[What this task involves] A word-for-word transcription of the records is required.

(Collection entries)
*** Block opens ***

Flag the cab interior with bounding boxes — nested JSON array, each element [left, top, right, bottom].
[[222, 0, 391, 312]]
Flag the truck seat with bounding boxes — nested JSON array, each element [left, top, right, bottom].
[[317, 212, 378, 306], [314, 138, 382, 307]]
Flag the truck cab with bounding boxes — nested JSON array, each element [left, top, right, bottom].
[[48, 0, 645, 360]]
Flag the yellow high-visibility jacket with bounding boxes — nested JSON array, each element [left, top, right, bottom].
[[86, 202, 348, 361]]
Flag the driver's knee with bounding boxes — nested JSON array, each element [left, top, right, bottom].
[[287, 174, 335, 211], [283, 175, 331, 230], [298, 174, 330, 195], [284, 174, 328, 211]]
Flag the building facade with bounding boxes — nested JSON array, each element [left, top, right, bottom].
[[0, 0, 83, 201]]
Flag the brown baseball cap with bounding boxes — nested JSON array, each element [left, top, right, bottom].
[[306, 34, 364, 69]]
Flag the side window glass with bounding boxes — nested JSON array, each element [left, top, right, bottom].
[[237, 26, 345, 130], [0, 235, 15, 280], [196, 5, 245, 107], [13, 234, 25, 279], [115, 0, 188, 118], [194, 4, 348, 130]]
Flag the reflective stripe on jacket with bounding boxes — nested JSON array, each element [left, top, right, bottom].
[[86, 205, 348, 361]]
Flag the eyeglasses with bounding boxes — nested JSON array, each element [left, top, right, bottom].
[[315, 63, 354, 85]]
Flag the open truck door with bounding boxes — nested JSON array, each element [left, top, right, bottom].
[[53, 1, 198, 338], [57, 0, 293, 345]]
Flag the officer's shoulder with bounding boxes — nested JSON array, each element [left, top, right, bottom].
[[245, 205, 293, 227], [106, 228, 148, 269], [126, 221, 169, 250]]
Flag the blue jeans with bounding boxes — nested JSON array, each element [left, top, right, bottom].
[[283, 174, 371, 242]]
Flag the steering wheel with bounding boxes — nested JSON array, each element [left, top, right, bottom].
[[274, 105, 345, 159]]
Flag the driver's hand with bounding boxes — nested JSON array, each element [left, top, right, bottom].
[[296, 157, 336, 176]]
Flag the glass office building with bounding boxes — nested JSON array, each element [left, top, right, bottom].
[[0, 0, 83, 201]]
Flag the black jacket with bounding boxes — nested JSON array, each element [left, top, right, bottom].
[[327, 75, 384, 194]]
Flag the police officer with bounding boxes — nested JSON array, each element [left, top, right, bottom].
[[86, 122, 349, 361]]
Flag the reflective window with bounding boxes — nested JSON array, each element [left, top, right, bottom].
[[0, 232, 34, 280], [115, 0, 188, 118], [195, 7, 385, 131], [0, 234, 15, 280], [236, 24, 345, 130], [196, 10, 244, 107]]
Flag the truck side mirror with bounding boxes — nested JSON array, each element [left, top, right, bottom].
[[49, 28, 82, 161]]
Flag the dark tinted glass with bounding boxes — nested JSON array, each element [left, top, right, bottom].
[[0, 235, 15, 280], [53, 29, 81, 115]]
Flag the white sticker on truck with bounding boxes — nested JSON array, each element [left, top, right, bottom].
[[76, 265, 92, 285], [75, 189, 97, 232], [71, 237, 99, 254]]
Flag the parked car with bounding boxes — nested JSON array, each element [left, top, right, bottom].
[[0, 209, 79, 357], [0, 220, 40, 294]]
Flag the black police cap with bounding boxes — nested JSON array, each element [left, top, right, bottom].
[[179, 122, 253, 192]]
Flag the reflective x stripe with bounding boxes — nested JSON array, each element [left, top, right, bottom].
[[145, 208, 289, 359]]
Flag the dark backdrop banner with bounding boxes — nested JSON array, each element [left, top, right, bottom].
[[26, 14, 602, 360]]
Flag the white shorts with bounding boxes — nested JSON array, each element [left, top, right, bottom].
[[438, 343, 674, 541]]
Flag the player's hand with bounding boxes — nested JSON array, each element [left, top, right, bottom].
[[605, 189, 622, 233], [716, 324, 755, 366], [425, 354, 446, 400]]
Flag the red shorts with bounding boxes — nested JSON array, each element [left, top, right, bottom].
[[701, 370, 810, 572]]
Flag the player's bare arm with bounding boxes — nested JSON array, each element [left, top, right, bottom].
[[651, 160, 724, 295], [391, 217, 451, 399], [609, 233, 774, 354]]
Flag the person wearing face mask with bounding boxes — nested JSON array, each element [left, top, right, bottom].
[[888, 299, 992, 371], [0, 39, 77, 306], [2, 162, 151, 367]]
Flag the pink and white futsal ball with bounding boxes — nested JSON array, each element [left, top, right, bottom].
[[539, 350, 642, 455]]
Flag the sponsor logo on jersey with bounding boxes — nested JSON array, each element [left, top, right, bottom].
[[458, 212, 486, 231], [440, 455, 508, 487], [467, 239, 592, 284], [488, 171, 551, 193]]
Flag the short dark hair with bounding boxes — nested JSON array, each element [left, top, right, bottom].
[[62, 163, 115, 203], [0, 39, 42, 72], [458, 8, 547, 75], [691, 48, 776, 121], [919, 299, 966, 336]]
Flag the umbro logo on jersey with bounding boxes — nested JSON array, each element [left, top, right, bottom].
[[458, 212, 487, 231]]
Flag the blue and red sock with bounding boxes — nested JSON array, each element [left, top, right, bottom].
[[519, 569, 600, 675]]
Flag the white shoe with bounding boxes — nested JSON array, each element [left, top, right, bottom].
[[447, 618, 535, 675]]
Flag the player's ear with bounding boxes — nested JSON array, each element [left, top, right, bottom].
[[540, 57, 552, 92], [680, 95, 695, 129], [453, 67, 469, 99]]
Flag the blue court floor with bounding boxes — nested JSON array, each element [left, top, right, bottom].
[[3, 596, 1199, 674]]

*** Block closes ***

[Task response]
Flag the cab interior with bounding boxes — nested JSON array, each element [left, top, right, bottom].
[[222, 0, 391, 312]]
Flag the truck seat with bounding boxes — nested JSON array, each element [left, top, right, bottom].
[[317, 212, 378, 306], [314, 138, 382, 307]]
Flag the truck cab with bounding boxes — nested JSON array, each element [left, top, right, bottom].
[[48, 0, 645, 360]]
Flag the yellow high-visibility jacket with bounding boxes — nested JSON array, each element [left, top, right, bottom].
[[86, 202, 348, 361]]
Flag the driver's knee with bounding boxes — nested JSON array, each element [left, top, right, bottom].
[[287, 174, 335, 211], [283, 175, 331, 230], [298, 174, 330, 195], [284, 174, 328, 211]]
Flag the building facade with bounding boxes — nested JSON array, each element [left, top, right, bottom].
[[0, 0, 83, 201]]
Flag the brown baseball cap with bounding boxes — nested JSON array, each element [left, top, right, bottom].
[[306, 34, 364, 69]]
Flag the side window glass with bounding boxes — nested JSON array, each element [left, top, right, bottom].
[[237, 26, 345, 130], [0, 235, 15, 280], [196, 5, 245, 107], [13, 234, 25, 279], [115, 0, 188, 118], [194, 4, 348, 130]]
Flag the reflective stripe on jacket with bounding boxes — nested JSON array, each element [left, top, right, bottom].
[[86, 205, 348, 361]]
Flag the eyeglasses with bounding boxes — nested JSON array, each element [left, top, right, bottom].
[[315, 63, 354, 85]]
Flag the open truck door with bounding boxes — nested JSON array, each element [left, top, right, bottom].
[[53, 1, 198, 338], [57, 0, 293, 345]]
Flag the officer's shoulder with bounding boxes — nested JSON array, each element [left, top, right, bottom].
[[245, 205, 293, 227], [106, 228, 148, 269], [126, 221, 169, 250]]
Flag the blue jeans with bounding boxes — nested JSON array, each element [left, top, right, bottom].
[[283, 174, 371, 242]]
Flag the steering wheel with bounding boxes — nested JSON array, each element [left, top, right, bottom].
[[274, 105, 345, 159]]
Flag the driver's hand with bounding boxes — nested JSON array, each element [left, top, right, bottom].
[[296, 157, 336, 176]]
Flag the glass office building with bounding boxes — nested JSON array, each element [left, top, right, bottom].
[[0, 0, 83, 201]]
Flag the black jacket with bounding boxes — nested JSON array, each element [left, top, right, bottom].
[[327, 75, 384, 194]]
Flag the police officer with bounding boxes — nested JSON array, each element [left, top, right, bottom].
[[86, 122, 349, 361]]
Flag the reflective window with bounding boxes — nested JSON array, each element [left, top, right, bottom].
[[0, 232, 34, 280], [115, 0, 188, 118], [195, 7, 385, 131], [0, 234, 15, 280], [236, 24, 345, 130], [196, 10, 244, 107]]
Flag the truck side mirror with bounding boxes — nested JSON array, each element [left, top, right, bottom].
[[49, 28, 82, 161]]
Flag the dark tinted glass with bounding boxes — nested JSON array, each element [left, top, right, bottom].
[[0, 235, 15, 280], [53, 29, 81, 115]]
Flag the white sticker on truck with bounding boxes — nested JSON array, each element [left, top, right, bottom].
[[76, 265, 92, 285], [75, 189, 97, 232], [71, 237, 99, 254]]
Flag the parked car with bounding boxes — nested JSON array, each element [left, top, right, bottom].
[[0, 209, 79, 357], [0, 220, 40, 294]]
Flag the black police cap with bounding boxes — nested JSON array, each element [left, top, right, bottom].
[[179, 122, 253, 192]]
Flag the reflective x stripe with bounding boxes — nested JSON array, each element [left, top, right, bottom].
[[145, 208, 289, 359]]
Flag the dark backdrop banner with bounding boxes — nested JSON array, each element [left, top, right, bottom].
[[26, 14, 602, 360]]
Flag the white shorts with bounding boxes — nested JSON array, each element [left, top, right, bottom].
[[438, 343, 674, 541]]
Flag the player's hand with bounding boxes — nested JSON array, each element [left, top, right, bottom].
[[605, 189, 622, 233], [716, 324, 755, 366], [425, 354, 446, 400]]
Flag the red shorts with bounding boxes — nested JSON array, each element [left, top, right, bottom].
[[701, 370, 810, 572]]
Flag the player's bare arm with bounding boxes — nested JSON array, each element [left, top, right, bottom].
[[651, 160, 724, 295], [391, 217, 451, 399], [609, 233, 774, 354]]
Flag the person wearing face mask with bounding boxes — nested JSON array, each element [left, top, right, bottom].
[[888, 299, 992, 371], [0, 39, 77, 306], [2, 162, 151, 367]]
Flag the pink and white futsal ball with bounding boxes — nested JSON array, each element [left, top, right, bottom].
[[539, 350, 642, 455]]
Flag the sponsor logo on jersey with bounding boxes — nested JSON array, each element [left, top, right, bottom].
[[458, 212, 486, 231], [440, 455, 508, 487], [467, 239, 592, 284], [488, 171, 551, 193]]
Flag the short dark hair with bounding boxes — nested JSON array, each element [left, top, right, bottom].
[[62, 163, 115, 203], [0, 39, 42, 72], [458, 8, 547, 75], [691, 48, 776, 121], [919, 299, 966, 336]]
Flag the umbro logo on jersey with bounding boxes — nested JSON array, each element [left, top, right, bottom].
[[458, 212, 487, 231]]
Flag the blue and red sock with bounding boxes — nested JSON array, each element [left, top, right, bottom].
[[519, 569, 600, 675]]
Flag the white shoe with bounding boxes — nested JSON array, each element [left, top, right, bottom].
[[447, 618, 535, 675]]
Flag the player's ear with bounding boxes — nested JSON array, each element [left, top, right, bottom].
[[540, 57, 552, 92], [680, 95, 695, 129], [453, 67, 469, 99]]
Flag the blue court floor with bounding boxes — nested JSON array, each element [left, top, right, bottom].
[[3, 596, 1199, 674]]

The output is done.